Referring expression pointing data:
· · · · ·
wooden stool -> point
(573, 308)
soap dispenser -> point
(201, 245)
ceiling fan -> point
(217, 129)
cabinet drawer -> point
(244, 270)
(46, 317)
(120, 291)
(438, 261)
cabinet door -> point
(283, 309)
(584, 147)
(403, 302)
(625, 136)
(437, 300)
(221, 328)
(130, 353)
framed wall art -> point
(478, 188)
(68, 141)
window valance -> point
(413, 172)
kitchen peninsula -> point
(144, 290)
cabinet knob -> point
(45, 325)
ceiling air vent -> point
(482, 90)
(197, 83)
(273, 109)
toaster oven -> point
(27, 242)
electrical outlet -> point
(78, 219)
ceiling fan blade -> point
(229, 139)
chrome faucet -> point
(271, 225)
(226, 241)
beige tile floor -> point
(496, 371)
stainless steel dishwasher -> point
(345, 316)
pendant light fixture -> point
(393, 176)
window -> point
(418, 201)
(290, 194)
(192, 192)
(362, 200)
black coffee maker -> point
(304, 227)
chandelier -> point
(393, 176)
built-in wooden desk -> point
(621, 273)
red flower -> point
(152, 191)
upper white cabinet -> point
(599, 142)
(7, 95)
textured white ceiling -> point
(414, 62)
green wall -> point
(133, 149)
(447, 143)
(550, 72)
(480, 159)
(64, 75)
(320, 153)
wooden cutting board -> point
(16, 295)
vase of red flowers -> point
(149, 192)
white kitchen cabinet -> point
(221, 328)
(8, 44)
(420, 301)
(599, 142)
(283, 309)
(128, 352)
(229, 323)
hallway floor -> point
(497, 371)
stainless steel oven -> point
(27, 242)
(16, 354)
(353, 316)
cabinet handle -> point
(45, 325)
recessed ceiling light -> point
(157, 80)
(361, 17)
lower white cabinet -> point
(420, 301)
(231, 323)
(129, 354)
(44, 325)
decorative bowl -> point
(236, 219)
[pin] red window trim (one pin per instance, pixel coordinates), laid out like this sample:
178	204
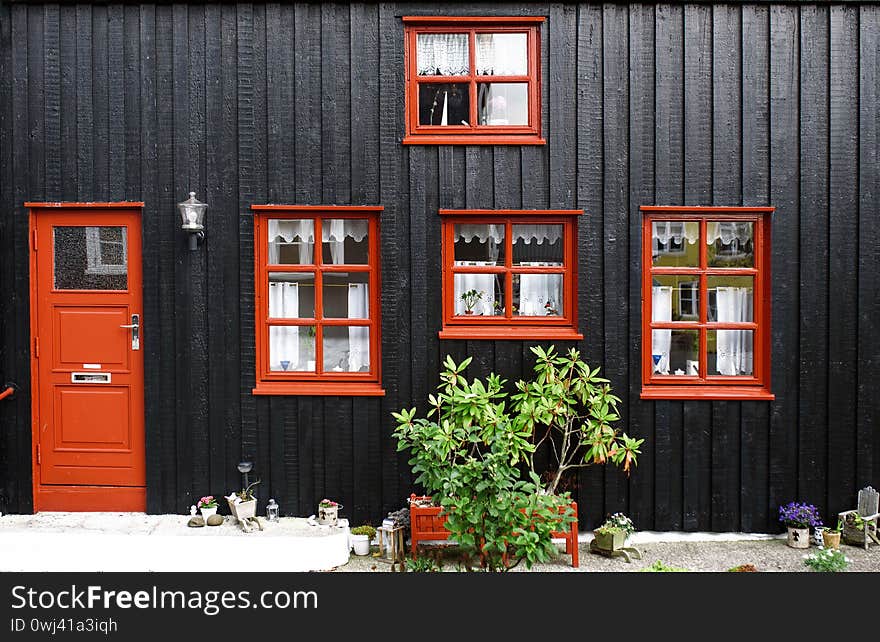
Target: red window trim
417	134
709	386
269	382
563	327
· · · · ·
> **Task description**: Set out, exactly as given, the line that contains "textured white ceiling -> point" along with each line after it through the end of the records above; omit the pictures.

> **Output for this exercise**:
textured white ceiling -> point
(414, 62)
green wall -> point
(133, 149)
(447, 143)
(550, 72)
(480, 159)
(64, 75)
(320, 153)
wooden cutting board -> point
(16, 295)
vase of red flowers -> point
(149, 192)
white kitchen cabinet -> point
(221, 328)
(8, 44)
(420, 301)
(599, 142)
(283, 309)
(128, 352)
(229, 323)
hallway floor -> point
(497, 371)
stainless steel oven -> point
(27, 242)
(16, 354)
(353, 316)
cabinet handle -> point
(45, 325)
recessed ceiling light -> point
(157, 80)
(361, 17)
lower white cabinet -> point
(420, 301)
(231, 323)
(129, 354)
(44, 325)
decorative bowl -> point
(236, 219)
[pin] red window trim (one pin per instance, pixel coordinates), laid out like this sample:
178	204
Target: red window trim
417	134
709	386
269	382
563	327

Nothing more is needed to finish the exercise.